--- GIVEN TEXT ---

▼▼▼

A half-empty glass, and hallucinating for democracy

clear drinking glass filled with water

Where do we start?

Is the glass half-full or half-empty? Does anyone know what we are doing on this planet? My very simple answer is … to love. The more complex answer is … we really need to think this through. The pandemic has exposed all of the known, hidden and forgotten frailties that have made us vulnerable, ill and pushed to the precipice. Do we really want to return to “normal,” when there was so much human and environmental suffering?

In this text, I wish to, first, develop some thoughts on how I see the global context affecting everything and everyone, the chaos as well as the utopian shards of light. I end with a few thoughts on democracy and the need for greater social solidarity, especially in light of the pandemic.

Context of a world in chaos

I present below some “facts” and some ideas about the “reality” and the perception of reality that I see.

▲▲▲

--- SUPPLIED ENTRIES ---
▼▼▼

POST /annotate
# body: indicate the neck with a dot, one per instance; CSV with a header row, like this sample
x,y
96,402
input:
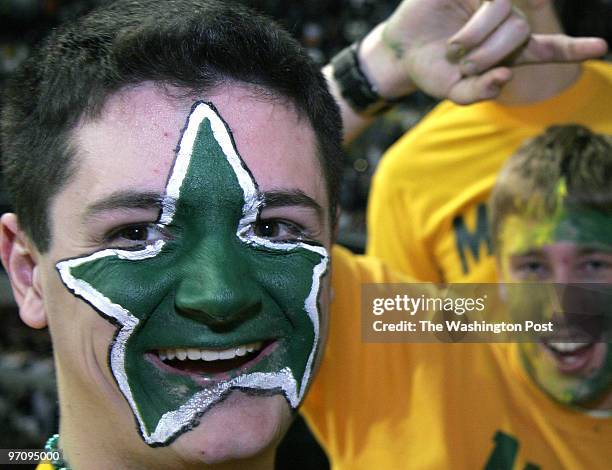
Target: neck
x,y
532,83
89,449
86,445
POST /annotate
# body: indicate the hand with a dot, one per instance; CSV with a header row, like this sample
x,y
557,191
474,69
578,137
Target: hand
x,y
462,49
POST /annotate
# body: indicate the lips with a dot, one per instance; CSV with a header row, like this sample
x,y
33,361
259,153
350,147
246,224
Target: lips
x,y
575,357
215,364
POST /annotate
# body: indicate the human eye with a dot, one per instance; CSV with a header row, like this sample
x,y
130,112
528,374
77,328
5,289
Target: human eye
x,y
597,267
529,269
279,230
135,235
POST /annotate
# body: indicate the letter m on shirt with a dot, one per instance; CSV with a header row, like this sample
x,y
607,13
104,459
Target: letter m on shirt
x,y
470,241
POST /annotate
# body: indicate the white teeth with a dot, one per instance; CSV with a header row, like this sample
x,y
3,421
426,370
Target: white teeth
x,y
210,355
567,347
195,354
181,354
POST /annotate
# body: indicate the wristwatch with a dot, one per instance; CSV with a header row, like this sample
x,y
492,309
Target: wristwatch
x,y
355,88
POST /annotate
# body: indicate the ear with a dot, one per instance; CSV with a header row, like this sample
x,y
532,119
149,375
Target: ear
x,y
20,260
336,227
501,281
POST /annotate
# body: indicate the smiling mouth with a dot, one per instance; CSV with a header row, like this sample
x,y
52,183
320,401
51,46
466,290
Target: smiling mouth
x,y
571,358
212,362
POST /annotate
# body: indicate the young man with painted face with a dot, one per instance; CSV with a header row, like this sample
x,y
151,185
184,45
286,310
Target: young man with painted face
x,y
497,406
170,163
173,166
441,234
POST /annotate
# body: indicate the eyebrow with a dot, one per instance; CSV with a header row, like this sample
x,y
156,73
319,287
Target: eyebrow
x,y
294,197
125,200
595,248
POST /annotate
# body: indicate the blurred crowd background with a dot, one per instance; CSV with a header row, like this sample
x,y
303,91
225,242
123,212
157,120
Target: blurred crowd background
x,y
28,411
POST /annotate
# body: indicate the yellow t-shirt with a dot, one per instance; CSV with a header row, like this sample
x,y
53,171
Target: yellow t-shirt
x,y
438,406
427,213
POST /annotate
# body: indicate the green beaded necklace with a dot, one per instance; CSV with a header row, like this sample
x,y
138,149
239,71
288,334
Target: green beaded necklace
x,y
51,446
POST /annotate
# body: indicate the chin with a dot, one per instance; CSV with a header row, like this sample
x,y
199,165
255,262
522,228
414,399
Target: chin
x,y
241,427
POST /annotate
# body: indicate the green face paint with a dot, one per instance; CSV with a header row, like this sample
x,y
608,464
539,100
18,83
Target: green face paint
x,y
558,243
210,284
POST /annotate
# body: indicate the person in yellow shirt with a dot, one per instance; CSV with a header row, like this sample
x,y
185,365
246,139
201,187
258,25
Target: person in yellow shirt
x,y
174,170
427,211
525,406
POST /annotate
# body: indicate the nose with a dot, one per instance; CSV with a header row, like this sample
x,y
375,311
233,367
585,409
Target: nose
x,y
217,290
562,274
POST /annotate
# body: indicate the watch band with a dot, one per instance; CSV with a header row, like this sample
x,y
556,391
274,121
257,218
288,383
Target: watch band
x,y
355,87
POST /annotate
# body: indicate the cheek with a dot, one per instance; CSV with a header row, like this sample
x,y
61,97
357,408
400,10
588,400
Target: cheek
x,y
81,337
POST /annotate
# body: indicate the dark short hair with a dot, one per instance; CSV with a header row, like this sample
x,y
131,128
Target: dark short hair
x,y
528,184
191,44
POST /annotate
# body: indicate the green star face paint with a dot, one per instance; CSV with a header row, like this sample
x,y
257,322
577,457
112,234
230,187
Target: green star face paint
x,y
207,285
572,248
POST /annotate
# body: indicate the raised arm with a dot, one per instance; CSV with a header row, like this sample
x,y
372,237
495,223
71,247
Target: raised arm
x,y
456,49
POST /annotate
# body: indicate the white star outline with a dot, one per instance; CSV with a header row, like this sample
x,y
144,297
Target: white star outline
x,y
174,422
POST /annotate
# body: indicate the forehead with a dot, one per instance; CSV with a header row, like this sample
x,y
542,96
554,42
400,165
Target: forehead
x,y
132,144
575,227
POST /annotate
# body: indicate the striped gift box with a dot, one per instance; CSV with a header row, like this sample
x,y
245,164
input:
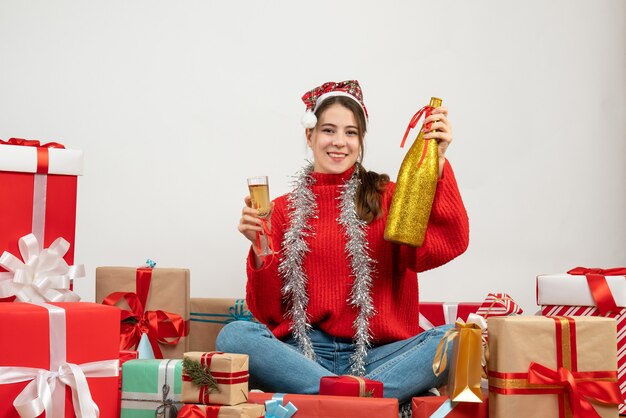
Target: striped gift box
x,y
228,371
620,317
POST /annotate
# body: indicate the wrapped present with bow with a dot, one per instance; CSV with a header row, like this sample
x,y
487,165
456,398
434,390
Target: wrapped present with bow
x,y
542,367
208,316
584,291
41,275
155,303
327,406
351,386
467,359
151,388
39,184
215,378
244,410
59,359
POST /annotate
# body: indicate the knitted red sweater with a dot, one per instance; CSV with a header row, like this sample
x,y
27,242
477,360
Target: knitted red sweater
x,y
394,288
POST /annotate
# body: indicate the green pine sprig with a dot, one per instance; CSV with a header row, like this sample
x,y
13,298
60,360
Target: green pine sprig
x,y
200,375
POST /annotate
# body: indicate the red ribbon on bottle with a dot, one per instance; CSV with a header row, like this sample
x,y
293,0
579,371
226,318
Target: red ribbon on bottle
x,y
160,326
426,111
599,287
580,387
42,150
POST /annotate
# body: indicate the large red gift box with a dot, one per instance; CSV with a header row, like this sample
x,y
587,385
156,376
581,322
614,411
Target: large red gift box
x,y
315,406
38,186
71,346
351,386
426,406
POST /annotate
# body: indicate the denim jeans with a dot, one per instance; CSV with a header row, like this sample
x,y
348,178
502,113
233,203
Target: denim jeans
x,y
404,367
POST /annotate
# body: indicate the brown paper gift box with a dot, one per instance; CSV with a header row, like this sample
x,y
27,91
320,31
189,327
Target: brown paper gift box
x,y
244,410
169,292
209,315
230,372
517,342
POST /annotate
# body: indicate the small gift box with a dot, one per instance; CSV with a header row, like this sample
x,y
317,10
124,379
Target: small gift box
x,y
552,367
316,406
442,406
434,314
244,410
38,182
151,388
209,315
350,386
60,359
215,378
156,306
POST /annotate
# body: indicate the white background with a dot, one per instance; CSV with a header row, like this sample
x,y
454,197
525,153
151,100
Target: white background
x,y
175,103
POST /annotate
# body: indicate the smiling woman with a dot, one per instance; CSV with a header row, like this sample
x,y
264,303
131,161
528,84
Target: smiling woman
x,y
337,298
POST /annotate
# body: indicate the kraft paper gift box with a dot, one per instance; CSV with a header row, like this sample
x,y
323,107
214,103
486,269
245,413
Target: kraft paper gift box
x,y
38,183
45,346
351,386
209,315
227,372
244,410
589,292
158,295
316,406
151,387
442,406
552,367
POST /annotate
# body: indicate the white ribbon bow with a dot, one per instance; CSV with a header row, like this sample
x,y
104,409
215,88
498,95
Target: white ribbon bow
x,y
43,276
37,395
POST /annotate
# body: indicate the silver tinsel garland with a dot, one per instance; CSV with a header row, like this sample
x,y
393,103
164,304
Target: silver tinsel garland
x,y
302,206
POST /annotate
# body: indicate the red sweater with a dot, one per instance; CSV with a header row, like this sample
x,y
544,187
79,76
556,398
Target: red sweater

▲▲▲

--- ABOUT THIS EXERCISE ---
Can you reproduce the whole text above about the half-empty glass and democracy, word for word?

--- ANSWER FOR THIS EXERCISE ---
A half-empty glass, and hallucinating for democracy

clear drinking glass filled with water

Where do we start?

Is the glass half-full or half-empty? Does anyone know what we are doing on this planet? My very simple answer is … to love. The more complex answer is … we really need to think this through. The pandemic has exposed all of the known, hidden and forgotten frailties that have made us vulnerable, ill and pushed to the precipice. Do we really want to return to “normal,” when there was so much human and environmental suffering?

In this text, I wish to, first, develop some thoughts on how I see the global context affecting everything and everyone, the chaos as well as the utopian shards of light. I end with a few thoughts on democracy and the need for greater social solidarity, especially in light of the pandemic.

Context of a world in chaos

I present below some “facts” and some ideas about the “reality” and the perception of reality that I see.